* _TASK INPUTS_:
** START **
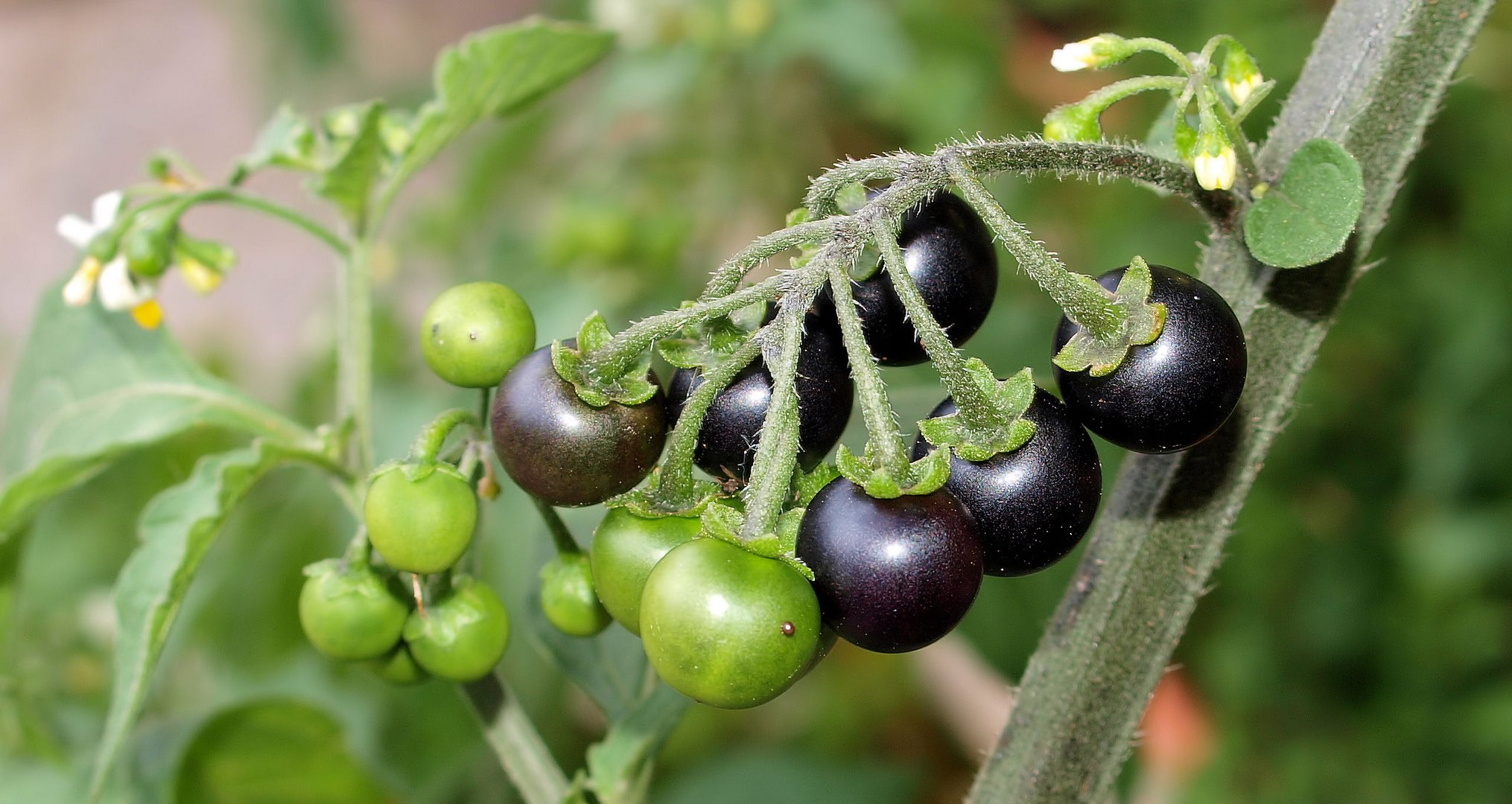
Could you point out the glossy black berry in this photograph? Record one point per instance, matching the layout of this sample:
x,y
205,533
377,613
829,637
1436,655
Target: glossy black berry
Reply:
x,y
1035,504
732,424
891,575
565,450
948,253
1175,390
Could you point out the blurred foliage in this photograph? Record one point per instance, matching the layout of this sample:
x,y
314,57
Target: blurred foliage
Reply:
x,y
1358,639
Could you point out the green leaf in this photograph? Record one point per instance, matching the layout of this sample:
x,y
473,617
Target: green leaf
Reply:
x,y
620,764
1143,324
286,141
1308,215
498,71
92,386
629,389
353,171
593,334
283,751
176,529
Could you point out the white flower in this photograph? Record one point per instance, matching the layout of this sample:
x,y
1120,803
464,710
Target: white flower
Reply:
x,y
1240,88
123,290
1099,51
80,286
1216,170
79,232
1074,57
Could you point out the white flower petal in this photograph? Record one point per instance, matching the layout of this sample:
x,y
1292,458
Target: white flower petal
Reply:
x,y
76,230
107,208
1216,171
120,289
1073,58
80,286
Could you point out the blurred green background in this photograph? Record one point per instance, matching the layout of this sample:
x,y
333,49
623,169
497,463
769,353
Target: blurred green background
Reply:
x,y
1356,644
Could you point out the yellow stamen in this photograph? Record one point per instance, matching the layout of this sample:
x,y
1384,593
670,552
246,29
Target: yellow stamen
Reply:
x,y
148,315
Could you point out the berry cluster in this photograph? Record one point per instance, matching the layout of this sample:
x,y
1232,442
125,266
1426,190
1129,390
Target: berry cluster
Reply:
x,y
886,557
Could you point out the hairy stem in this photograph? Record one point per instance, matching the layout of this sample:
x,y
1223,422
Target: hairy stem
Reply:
x,y
728,277
883,438
428,441
515,739
1118,91
970,399
1149,44
273,209
619,356
1376,76
355,354
778,453
1083,299
676,473
1026,158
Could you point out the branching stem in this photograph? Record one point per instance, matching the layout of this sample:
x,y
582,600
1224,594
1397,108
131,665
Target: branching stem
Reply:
x,y
882,428
778,453
951,366
1083,299
676,473
428,441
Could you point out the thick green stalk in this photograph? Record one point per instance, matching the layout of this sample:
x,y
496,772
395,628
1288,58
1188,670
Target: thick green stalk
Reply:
x,y
1376,76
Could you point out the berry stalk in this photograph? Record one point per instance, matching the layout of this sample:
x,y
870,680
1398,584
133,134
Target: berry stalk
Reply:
x,y
778,453
974,406
675,484
1080,296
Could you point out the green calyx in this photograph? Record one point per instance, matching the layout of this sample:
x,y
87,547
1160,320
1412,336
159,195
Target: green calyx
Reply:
x,y
986,436
148,243
1142,324
705,345
725,520
629,387
657,499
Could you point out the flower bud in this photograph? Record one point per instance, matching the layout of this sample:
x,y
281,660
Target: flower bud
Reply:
x,y
1240,74
1215,164
1095,54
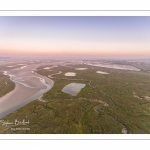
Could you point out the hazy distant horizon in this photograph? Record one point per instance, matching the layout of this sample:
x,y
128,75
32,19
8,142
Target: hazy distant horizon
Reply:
x,y
103,37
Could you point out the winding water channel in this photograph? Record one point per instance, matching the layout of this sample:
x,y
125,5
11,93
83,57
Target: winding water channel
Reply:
x,y
29,86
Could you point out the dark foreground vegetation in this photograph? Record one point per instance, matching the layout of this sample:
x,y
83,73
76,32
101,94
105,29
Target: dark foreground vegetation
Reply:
x,y
118,102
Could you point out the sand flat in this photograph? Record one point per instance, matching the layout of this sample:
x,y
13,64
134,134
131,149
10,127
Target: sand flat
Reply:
x,y
28,87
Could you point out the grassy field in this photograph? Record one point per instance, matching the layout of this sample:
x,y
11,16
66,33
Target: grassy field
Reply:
x,y
109,103
6,85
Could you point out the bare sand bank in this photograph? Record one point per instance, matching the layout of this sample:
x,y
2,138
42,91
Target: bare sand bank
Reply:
x,y
28,86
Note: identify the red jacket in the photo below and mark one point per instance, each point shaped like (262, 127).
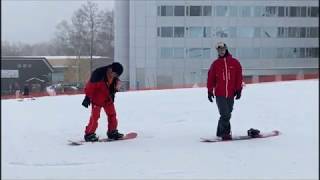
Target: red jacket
(225, 76)
(98, 92)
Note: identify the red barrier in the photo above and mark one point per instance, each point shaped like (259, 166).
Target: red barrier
(247, 80)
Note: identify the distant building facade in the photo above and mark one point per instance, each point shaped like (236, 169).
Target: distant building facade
(167, 43)
(18, 73)
(72, 69)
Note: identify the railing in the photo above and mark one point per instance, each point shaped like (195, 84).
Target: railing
(247, 80)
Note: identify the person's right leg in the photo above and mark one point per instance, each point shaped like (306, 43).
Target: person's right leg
(224, 127)
(93, 124)
(112, 131)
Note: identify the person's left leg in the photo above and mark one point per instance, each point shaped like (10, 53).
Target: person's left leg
(112, 131)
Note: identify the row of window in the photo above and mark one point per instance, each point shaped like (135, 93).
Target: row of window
(247, 53)
(239, 11)
(24, 65)
(237, 32)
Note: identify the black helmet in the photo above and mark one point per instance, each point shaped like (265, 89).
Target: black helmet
(117, 68)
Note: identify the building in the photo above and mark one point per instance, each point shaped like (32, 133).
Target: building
(74, 70)
(169, 43)
(18, 72)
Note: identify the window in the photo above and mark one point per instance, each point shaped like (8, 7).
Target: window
(178, 53)
(268, 52)
(245, 11)
(166, 10)
(249, 53)
(314, 11)
(195, 52)
(207, 11)
(224, 32)
(269, 32)
(195, 10)
(221, 10)
(293, 32)
(233, 11)
(314, 32)
(206, 53)
(207, 32)
(282, 32)
(302, 32)
(258, 11)
(166, 53)
(293, 11)
(166, 31)
(158, 32)
(281, 11)
(179, 10)
(271, 11)
(178, 31)
(248, 32)
(196, 32)
(303, 11)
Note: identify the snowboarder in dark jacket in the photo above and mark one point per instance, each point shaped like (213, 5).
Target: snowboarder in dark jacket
(100, 92)
(224, 83)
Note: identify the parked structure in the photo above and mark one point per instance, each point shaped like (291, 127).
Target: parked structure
(19, 73)
(169, 43)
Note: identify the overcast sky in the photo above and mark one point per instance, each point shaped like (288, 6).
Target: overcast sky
(34, 21)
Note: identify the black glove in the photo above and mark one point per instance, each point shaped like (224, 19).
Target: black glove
(237, 94)
(113, 89)
(86, 102)
(210, 96)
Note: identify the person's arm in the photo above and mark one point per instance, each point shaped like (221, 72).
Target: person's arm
(211, 81)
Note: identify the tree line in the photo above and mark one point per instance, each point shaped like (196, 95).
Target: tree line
(89, 32)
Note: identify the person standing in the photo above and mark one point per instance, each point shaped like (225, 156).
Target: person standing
(100, 92)
(224, 83)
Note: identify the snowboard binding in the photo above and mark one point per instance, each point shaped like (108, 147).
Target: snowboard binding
(253, 132)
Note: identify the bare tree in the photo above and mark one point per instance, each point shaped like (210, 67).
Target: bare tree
(105, 35)
(91, 12)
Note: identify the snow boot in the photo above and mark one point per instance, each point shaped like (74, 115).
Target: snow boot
(91, 137)
(226, 137)
(253, 132)
(114, 135)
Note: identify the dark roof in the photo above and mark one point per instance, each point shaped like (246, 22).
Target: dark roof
(19, 58)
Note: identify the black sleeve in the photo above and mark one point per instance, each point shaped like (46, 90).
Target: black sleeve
(99, 74)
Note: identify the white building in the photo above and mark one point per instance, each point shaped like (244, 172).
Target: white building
(170, 43)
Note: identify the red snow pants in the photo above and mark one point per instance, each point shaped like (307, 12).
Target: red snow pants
(95, 115)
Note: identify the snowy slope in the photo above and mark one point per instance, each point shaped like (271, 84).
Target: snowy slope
(170, 124)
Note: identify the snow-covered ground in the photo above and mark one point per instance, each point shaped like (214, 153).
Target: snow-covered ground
(170, 124)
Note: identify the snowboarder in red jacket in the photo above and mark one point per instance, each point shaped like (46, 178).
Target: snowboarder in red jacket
(224, 83)
(100, 93)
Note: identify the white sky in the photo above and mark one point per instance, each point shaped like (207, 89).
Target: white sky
(34, 21)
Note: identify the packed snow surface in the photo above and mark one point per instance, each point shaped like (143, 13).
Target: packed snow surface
(169, 124)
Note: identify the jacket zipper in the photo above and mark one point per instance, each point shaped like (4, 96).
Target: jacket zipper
(226, 71)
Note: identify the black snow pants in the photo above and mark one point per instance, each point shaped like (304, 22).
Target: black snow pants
(225, 106)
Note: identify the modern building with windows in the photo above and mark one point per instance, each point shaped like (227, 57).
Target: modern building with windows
(170, 43)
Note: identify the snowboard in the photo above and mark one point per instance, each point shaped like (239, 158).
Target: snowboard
(127, 136)
(242, 137)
** END **
* _DIRECTIONS FOR THIS TASK_: Print exactly the lines above, starting at the line that contains "Note: identify the snowboarder in red" and ending with the last line of the records, both included.

* _IN RESPONSE_:
Note: identify the snowboarder in red jacket in the photo above and mark one point per instance, each point shaped like (46, 178).
Target: snowboarder in red jacket
(224, 83)
(100, 93)
Note: identify the white sky in the photo above and mark one point per instance, each point shaped like (207, 89).
Target: white sky
(34, 21)
Note: identify the packed snow surface in the photo above and mark one point per instance, each point shaped like (143, 13).
Target: packed snow surface
(169, 124)
Note: identify the jacket zipper in the photo above and mark one point per instance, each point shaped like (4, 96).
Target: jacket zipper
(226, 71)
Note: identify the black snow pants in the photo above and mark one point per instance, each point shaped like (304, 22).
Target: black snow pants
(225, 106)
Note: identify the modern building with windows in the photo above and mark one point per instance, each point shaped like (227, 57).
Target: modern building with windows
(170, 43)
Note: identify the snowboard in the photo above and mark one point per instance, each point shaped like (239, 158).
Target: snowboard
(127, 136)
(242, 137)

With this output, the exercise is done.